SUPPLIED TEXT:

# Rod Building



## MSUICEMAN (Jan 9, 2002)

also, if you want a hidden hood assembly (hide the front hood of the reelseat under the cork grip, I would not buy a pre reamed grip..... get a normal grip and carefully measure how much you need to ream out and do it yourself, takes a bit of time, but the pre-made hidden hood grips are way more expensive.

steve


----------



## Foxy Carp (Aug 23, 2002)

I guess I should not have recomended the cabelas finish. I suppose I've forgotten all of the trouble I've had with it. It's great for butt wraps, but other than that it is more trouble than it is worth. If your temperature is below 70 degrees, I've found that it turns out soft and a little tacky. Like hooknem said, go with LS Supreme. I used it for the first time a few days ago and I am ordering moer tonight. It dries fairly quick, and you can be a little off on the measurements and still not screw up a rod. Classic Coat low build is also good.


----------



## flyrod4steelhead (Mar 14, 2002)

I just received the Fly Fishing spring/summer 2004 issue from Cabelas. YPSI, I was looking in the book at the rod building set's. They look pretty good, from a beginner's eyes anyway's. Think I might take out the plastic tonight  They have a Power Wrapper that I was looking at as well. But being that I am just starting in this, should I shy away from a powerd wrapper with foot control?


Thanks everyone for all the info, and hope that their is more to come

(was trying to post a link, but I just can't get it  )


----------



## rangerman (Apr 17, 2002)

If you are going to use sandpaper wrapped around an old section of blank as a reamer, make sure you have all of the grit out of the grip before you slide it down the blank. If not, you will end up scratching the blank.

A lot of the books recommend using masking tape for bushings but a better alternative is fiberglass drywall tape.

I love Cabelas, but if you deal with smaller suppliers that specialize in rod building materials (see the left side of the rodbuilding.org homepage) you can get more personalized service which could be important if you are just starting out. I was confused with some of the measurement for reel seats and tip tops and Karen at Bingham Enterprises made sure I got components which fit correctly. Saved me from buying 3 of each to get one that fit.


----------



## troy1 (Jan 4, 2001)

[Object pointing dataset rows]
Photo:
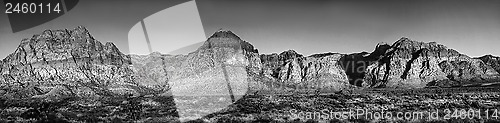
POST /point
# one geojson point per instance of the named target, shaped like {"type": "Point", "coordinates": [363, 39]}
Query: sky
{"type": "Point", "coordinates": [471, 27]}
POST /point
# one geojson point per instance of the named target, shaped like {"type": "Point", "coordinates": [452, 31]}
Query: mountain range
{"type": "Point", "coordinates": [61, 63]}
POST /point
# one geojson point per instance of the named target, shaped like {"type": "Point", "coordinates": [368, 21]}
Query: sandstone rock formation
{"type": "Point", "coordinates": [72, 63]}
{"type": "Point", "coordinates": [492, 61]}
{"type": "Point", "coordinates": [413, 64]}
{"type": "Point", "coordinates": [66, 63]}
{"type": "Point", "coordinates": [320, 72]}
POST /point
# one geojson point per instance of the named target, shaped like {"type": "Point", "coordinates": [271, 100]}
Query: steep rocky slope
{"type": "Point", "coordinates": [320, 72]}
{"type": "Point", "coordinates": [65, 62]}
{"type": "Point", "coordinates": [410, 64]}
{"type": "Point", "coordinates": [492, 61]}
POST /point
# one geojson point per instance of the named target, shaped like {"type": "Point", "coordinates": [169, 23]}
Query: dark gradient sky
{"type": "Point", "coordinates": [470, 26]}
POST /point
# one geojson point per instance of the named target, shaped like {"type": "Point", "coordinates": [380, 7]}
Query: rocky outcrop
{"type": "Point", "coordinates": [66, 60]}
{"type": "Point", "coordinates": [413, 64]}
{"type": "Point", "coordinates": [492, 61]}
{"type": "Point", "coordinates": [290, 70]}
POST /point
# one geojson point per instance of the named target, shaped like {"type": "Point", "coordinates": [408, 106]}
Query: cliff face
{"type": "Point", "coordinates": [409, 64]}
{"type": "Point", "coordinates": [66, 63]}
{"type": "Point", "coordinates": [492, 61]}
{"type": "Point", "coordinates": [59, 63]}
{"type": "Point", "coordinates": [320, 72]}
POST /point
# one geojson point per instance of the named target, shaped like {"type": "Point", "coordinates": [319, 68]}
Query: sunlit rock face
{"type": "Point", "coordinates": [413, 64]}
{"type": "Point", "coordinates": [65, 62]}
{"type": "Point", "coordinates": [492, 61]}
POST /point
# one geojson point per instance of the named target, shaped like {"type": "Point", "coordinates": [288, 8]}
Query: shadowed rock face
{"type": "Point", "coordinates": [409, 64]}
{"type": "Point", "coordinates": [66, 62]}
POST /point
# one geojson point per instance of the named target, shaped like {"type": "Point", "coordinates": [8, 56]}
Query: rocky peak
{"type": "Point", "coordinates": [227, 39]}
{"type": "Point", "coordinates": [290, 54]}
{"type": "Point", "coordinates": [407, 48]}
{"type": "Point", "coordinates": [64, 44]}
{"type": "Point", "coordinates": [492, 61]}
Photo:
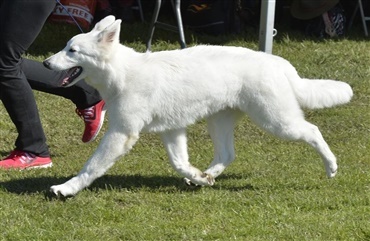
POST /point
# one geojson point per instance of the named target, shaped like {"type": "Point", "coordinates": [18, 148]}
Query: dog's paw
{"type": "Point", "coordinates": [210, 179]}
{"type": "Point", "coordinates": [331, 171]}
{"type": "Point", "coordinates": [62, 191]}
{"type": "Point", "coordinates": [205, 180]}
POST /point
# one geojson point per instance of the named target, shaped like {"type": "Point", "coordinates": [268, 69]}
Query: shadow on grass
{"type": "Point", "coordinates": [29, 186]}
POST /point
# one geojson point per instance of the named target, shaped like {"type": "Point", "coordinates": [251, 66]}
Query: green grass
{"type": "Point", "coordinates": [274, 190]}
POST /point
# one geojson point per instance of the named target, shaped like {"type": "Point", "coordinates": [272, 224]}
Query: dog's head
{"type": "Point", "coordinates": [85, 51]}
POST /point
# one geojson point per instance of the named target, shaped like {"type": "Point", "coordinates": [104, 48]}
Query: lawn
{"type": "Point", "coordinates": [274, 190]}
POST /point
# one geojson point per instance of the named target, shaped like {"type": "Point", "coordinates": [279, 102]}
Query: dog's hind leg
{"type": "Point", "coordinates": [113, 145]}
{"type": "Point", "coordinates": [221, 129]}
{"type": "Point", "coordinates": [175, 143]}
{"type": "Point", "coordinates": [290, 124]}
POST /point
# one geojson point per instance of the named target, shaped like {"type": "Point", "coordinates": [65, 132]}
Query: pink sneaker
{"type": "Point", "coordinates": [93, 118]}
{"type": "Point", "coordinates": [24, 160]}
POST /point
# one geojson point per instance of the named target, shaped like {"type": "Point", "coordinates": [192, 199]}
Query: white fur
{"type": "Point", "coordinates": [166, 91]}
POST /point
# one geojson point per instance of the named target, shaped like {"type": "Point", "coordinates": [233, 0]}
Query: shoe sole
{"type": "Point", "coordinates": [38, 167]}
{"type": "Point", "coordinates": [99, 127]}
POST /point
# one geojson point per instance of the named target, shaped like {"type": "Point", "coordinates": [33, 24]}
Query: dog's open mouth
{"type": "Point", "coordinates": [70, 75]}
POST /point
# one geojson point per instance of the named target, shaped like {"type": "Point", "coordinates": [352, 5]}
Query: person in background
{"type": "Point", "coordinates": [20, 23]}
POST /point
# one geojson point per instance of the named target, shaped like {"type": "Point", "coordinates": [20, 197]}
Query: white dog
{"type": "Point", "coordinates": [166, 91]}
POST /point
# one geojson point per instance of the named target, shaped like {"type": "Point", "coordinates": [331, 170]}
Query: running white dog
{"type": "Point", "coordinates": [167, 91]}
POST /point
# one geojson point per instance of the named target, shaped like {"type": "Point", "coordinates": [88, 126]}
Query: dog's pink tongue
{"type": "Point", "coordinates": [65, 81]}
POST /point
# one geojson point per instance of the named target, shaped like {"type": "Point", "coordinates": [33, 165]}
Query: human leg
{"type": "Point", "coordinates": [20, 23]}
{"type": "Point", "coordinates": [90, 106]}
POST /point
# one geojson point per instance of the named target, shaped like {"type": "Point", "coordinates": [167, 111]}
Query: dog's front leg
{"type": "Point", "coordinates": [113, 145]}
{"type": "Point", "coordinates": [176, 146]}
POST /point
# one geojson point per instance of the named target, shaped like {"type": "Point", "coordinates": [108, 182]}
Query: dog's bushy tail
{"type": "Point", "coordinates": [320, 93]}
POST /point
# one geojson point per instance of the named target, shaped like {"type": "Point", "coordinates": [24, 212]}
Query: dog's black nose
{"type": "Point", "coordinates": [46, 64]}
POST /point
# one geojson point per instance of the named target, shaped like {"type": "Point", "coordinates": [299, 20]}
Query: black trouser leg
{"type": "Point", "coordinates": [20, 23]}
{"type": "Point", "coordinates": [45, 80]}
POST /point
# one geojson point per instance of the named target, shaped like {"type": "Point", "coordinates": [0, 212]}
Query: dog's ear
{"type": "Point", "coordinates": [111, 33]}
{"type": "Point", "coordinates": [105, 22]}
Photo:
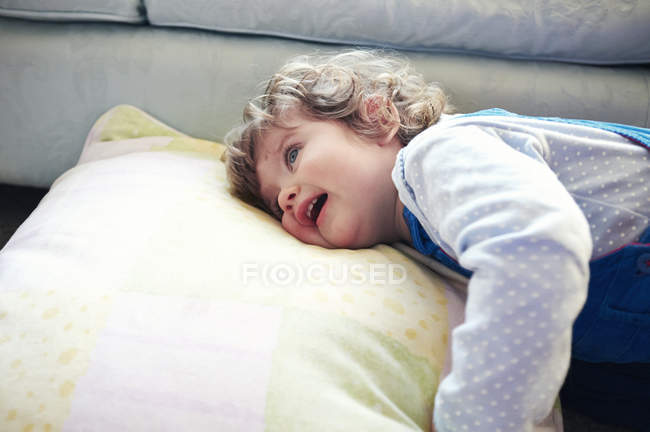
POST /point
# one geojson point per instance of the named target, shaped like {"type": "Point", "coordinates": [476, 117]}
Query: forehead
{"type": "Point", "coordinates": [269, 142]}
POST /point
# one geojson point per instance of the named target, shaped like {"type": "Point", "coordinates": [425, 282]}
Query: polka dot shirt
{"type": "Point", "coordinates": [524, 204]}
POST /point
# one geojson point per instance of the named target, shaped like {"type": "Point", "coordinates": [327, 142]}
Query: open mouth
{"type": "Point", "coordinates": [314, 208]}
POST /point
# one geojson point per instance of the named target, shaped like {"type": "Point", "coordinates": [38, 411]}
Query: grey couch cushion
{"type": "Point", "coordinates": [595, 32]}
{"type": "Point", "coordinates": [56, 79]}
{"type": "Point", "coordinates": [127, 11]}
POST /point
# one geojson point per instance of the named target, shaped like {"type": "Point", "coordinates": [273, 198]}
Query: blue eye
{"type": "Point", "coordinates": [292, 155]}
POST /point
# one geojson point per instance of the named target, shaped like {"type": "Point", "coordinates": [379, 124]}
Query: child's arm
{"type": "Point", "coordinates": [509, 220]}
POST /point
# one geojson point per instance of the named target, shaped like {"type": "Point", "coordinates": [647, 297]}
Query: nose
{"type": "Point", "coordinates": [287, 197]}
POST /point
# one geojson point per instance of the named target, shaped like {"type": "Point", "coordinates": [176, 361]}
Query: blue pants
{"type": "Point", "coordinates": [609, 376]}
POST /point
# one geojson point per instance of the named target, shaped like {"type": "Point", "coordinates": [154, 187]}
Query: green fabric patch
{"type": "Point", "coordinates": [128, 122]}
{"type": "Point", "coordinates": [330, 373]}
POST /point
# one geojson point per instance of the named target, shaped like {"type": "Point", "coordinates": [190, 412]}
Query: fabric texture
{"type": "Point", "coordinates": [87, 67]}
{"type": "Point", "coordinates": [597, 32]}
{"type": "Point", "coordinates": [518, 196]}
{"type": "Point", "coordinates": [140, 295]}
{"type": "Point", "coordinates": [126, 11]}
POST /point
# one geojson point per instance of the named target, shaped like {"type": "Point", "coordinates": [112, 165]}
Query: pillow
{"type": "Point", "coordinates": [125, 11]}
{"type": "Point", "coordinates": [140, 295]}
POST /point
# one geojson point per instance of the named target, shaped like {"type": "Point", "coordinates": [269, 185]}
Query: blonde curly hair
{"type": "Point", "coordinates": [355, 87]}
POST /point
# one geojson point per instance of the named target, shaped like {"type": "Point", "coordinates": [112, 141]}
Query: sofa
{"type": "Point", "coordinates": [140, 296]}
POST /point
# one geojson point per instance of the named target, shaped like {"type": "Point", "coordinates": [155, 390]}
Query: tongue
{"type": "Point", "coordinates": [318, 206]}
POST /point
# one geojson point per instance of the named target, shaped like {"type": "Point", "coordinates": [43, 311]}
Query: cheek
{"type": "Point", "coordinates": [309, 235]}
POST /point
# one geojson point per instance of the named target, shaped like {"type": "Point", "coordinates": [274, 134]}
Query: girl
{"type": "Point", "coordinates": [356, 149]}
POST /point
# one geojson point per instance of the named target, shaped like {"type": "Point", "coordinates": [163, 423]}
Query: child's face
{"type": "Point", "coordinates": [329, 186]}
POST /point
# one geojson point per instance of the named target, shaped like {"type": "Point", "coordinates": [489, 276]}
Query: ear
{"type": "Point", "coordinates": [394, 124]}
{"type": "Point", "coordinates": [380, 109]}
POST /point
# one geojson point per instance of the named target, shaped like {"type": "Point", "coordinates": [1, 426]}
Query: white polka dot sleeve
{"type": "Point", "coordinates": [506, 217]}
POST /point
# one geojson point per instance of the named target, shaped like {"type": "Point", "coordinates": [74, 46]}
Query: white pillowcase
{"type": "Point", "coordinates": [140, 295]}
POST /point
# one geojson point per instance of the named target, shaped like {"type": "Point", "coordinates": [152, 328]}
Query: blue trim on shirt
{"type": "Point", "coordinates": [423, 244]}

SET OF TASKS:
• A. Duplicate the part of the rod building thread that begins at the words "## rangerman (Apr" and stops after the words "scratching the blank.".
• B. How many lines of the rows contain the word "tongue"? Give only the number.

SOLUTIONS:
• A.
## rangerman (Apr 17, 2002)

If you are going to use sandpaper wrapped around an old section of blank as a reamer, make sure you have all of the grit out of the grip before you slide it down the blank. If not, you will end up scratching the blank.

• B. 2